### LISTA DE TAREFAS
#1 Reescreva o texto sobre a impenhorabilidade do bem de família começando em "Logo, diferentemente do" e terminando em "possível de ser produzida.", trocando "exequente" por "credor".
#2 Dê continuidade ao texto sobre a impenhorabilidade do bem de família a partir do ponto em que ele termina.

### TEXTO PARA LEITURA
■ ■ ■
Estabelece o art. 5º da Lei nº 8.009/90:
Art. 5º Para os efeitos de impenhorabilidade, de que trata esta lei, considera-se residência um único imóvel utilizado pelo casal ou pela entidade familiar para moradia permanente. (grifou-se)
Parágrafo único. Na hipótese de o casal, ou entidade familiar, ser possuidor de vários imóveis utilizados como residência, a impenhorabilidade recairá sobre o de menor valor, salvo se outro tiver sido registrado, para esse fim, no Registro de Imóveis e na forma do art. 70 do Código Civil.
Denota-se, pela leitura do referido dispositivo legal, que a lei não exige a comprovação de tal requisito. Pelo contrário, permite, inclusive, que o casal ou a entidade familiar possua vários imóveis, caso em que a proteção da impenhorabilidade incidirá sobre o imóvel de menor valor. 
Logo, diferentemente do que sustenta o banco apelante, não há se falar em impor ao executado que faça prova negativa de propriedade de imóveis além daquele que foi penhorado constitui ônus de produzir prova diabólica, tendo em vista a dificuldade que terá a parte de coletar certidões negativas em todos os registros imobiliários existentes para comprovar o fato. 
O ônus probatório da existência de outros imóveis, que não aquele de residência da família do devedor, deve ser atribuído ao exequente, porquanto é seu o interesse de que a constrição judicial recaia sobre imóveis de maior valor, bem como se trata de prova positiva e possível de ser produzida. 
Com efeito, lecionam Fredie Didier Júnior, Paula Sarno Braga e Rafael Oliveira:
Prova diabólica é aquela que é impossível, senão muito difícil, de ser produzida. "(...) é expressão que se encontra na doutrina para fazer referência àqueles casos em que a prova da veracidade da alegação a respeito de um fato é extremamente difícil, nenhum meio de prova sendo capaz de permitir tal demonstração". Um bom exemplo de prova diabólica é a do autor da ação de usucapião especial, que teria de fazer prova do fato de não ser proprietário de nenhum outro imóvel (pressuposto para essa espécie de usucapião). É prova impossível de ser feita, pois o autor teria de juntar certidões negativas de todos os cartórios de registro de imóvel do mundo... [...] É uma prova unilateralmente diabólica, isto é, impossível (ou extremamente difícil) para uma das partes, mas viável para a outra. (Curso de direito processual civil. Vol. 2. 4.ed. Salvador: Juspodivm, 2009, p. 89/90)
■ ■ ■
### DADOS ARMAZENADOS
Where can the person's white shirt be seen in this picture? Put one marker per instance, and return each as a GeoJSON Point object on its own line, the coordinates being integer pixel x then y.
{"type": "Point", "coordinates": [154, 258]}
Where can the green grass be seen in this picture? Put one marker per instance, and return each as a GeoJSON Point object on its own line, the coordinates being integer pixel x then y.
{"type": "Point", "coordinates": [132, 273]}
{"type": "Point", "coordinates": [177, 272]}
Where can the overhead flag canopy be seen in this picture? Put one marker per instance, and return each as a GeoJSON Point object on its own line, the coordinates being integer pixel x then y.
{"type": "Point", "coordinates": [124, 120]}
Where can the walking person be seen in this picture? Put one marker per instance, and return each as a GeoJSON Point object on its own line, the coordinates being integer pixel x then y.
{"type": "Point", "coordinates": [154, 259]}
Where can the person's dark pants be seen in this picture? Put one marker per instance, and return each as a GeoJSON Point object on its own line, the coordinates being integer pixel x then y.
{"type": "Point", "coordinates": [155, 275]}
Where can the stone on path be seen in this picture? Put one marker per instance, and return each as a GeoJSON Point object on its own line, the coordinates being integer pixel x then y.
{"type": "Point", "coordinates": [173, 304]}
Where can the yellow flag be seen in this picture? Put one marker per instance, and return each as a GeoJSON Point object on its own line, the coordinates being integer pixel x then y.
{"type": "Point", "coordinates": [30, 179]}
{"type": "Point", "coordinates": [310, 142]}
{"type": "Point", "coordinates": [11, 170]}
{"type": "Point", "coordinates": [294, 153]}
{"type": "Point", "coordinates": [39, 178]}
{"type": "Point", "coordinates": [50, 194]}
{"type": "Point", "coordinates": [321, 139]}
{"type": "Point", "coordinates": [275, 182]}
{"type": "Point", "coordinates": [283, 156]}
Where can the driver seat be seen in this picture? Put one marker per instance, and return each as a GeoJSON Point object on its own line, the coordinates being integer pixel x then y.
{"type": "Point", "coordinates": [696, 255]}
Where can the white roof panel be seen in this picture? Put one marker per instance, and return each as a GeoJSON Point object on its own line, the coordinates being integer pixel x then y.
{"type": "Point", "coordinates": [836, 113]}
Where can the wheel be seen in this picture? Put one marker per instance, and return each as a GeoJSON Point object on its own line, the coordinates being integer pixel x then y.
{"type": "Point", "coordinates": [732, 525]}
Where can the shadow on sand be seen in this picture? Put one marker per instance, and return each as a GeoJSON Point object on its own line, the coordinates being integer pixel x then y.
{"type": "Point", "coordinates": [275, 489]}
■ ■ ■
### LISTA DE RESPOSTAS
#1
Logo, diferentemente do que sustenta o banco apelante, não há se falar em impor ao executado que faça prova negativa de propriedade de imóveis além daquele que foi penhorado constitui ônus de produzir prova diabólica, tendo em vista a dificuldade que terá a parte de coletar certidões negativas em todos os registros imobiliários existentes para comprovar o fato. 
O ônus probatório da existência de outros imóveis, que não aquele de residência da família do devedor, deve ser atribuído ao credor, porquanto é seu o interesse de que a constrição judicial recaia sobre imóveis de maior valor, bem como se trata de prova positiva e possível de ser produzida.

#2
Não bastasse isso, o magistrado singular deixou expresso na sentença que "a consulta pública realizada através do serviço disponibilizado pelo Colégio Registral Imobiliário de Santa Catarina   aponta que, de fato, na presente data e em nome do executado Guilherme Adam Borba, há registro de apenas aquele imóvel então indicado à penhora, o que demonstra ser o único a ele pertencente" (Evento 14.
A interpretação da norma jurídica que prevê o direito à impenhorabilidade do bem da família, deve ser extraída da conjugação dos textos legais dispostos na Lei nº 8.009/90, e nos arts. 1.711 a 1.722 do Código Civil, que visam dar eficácia aos princípios constitucionais do mínimo existencial e do direito à moradia (arts. 1º, III, e 6º, ambos da CF).
Trata-se, pois, de norma que possui forte carga valorativa, o que impõe ao julgador a realização de juízo de ponderação das circunstâncias fáticas e jurídicas existentes. 
Como bem leciona Arnaldo Rizzardo, "no elenco de direitos e garantias, têm-se como da maior relevância aqueles que dizem com a vida e a dignidade do ser humano, envolvendo naturalmente a proteção à moradia, que deve constituir uma das principais metas do próprio Estado. Nesta dimensão, introduziram-se leis destinadas a proteger o patrimônio formado pelos bens utilizados para as pessoas se abrigarem e viverem individualmente ou no conjunto familiar". (Direito de Família. Rio de Janeiro: Forense, 2006, p. 855)
O entendimento consolidado na jurisprudência do Superior Tribunal de Justiça erige-se no sentido de que a interpretação do magistrado acerca da aplicação do benefício da impenhorabilidade do bem de família não deve ser restrita e literal, mas abrangente e finalística, diante da sua natureza principiológica.
Com efeito, o enunciado na Súmula 486 da Corte Superior de Justça expõe ser impenhorável o único imóvel residencial do devedor, mesmo que esteja locado a terceiros, desde que a renda obtida com a locação seja revertida para a subsistência ou a moradia da sua família.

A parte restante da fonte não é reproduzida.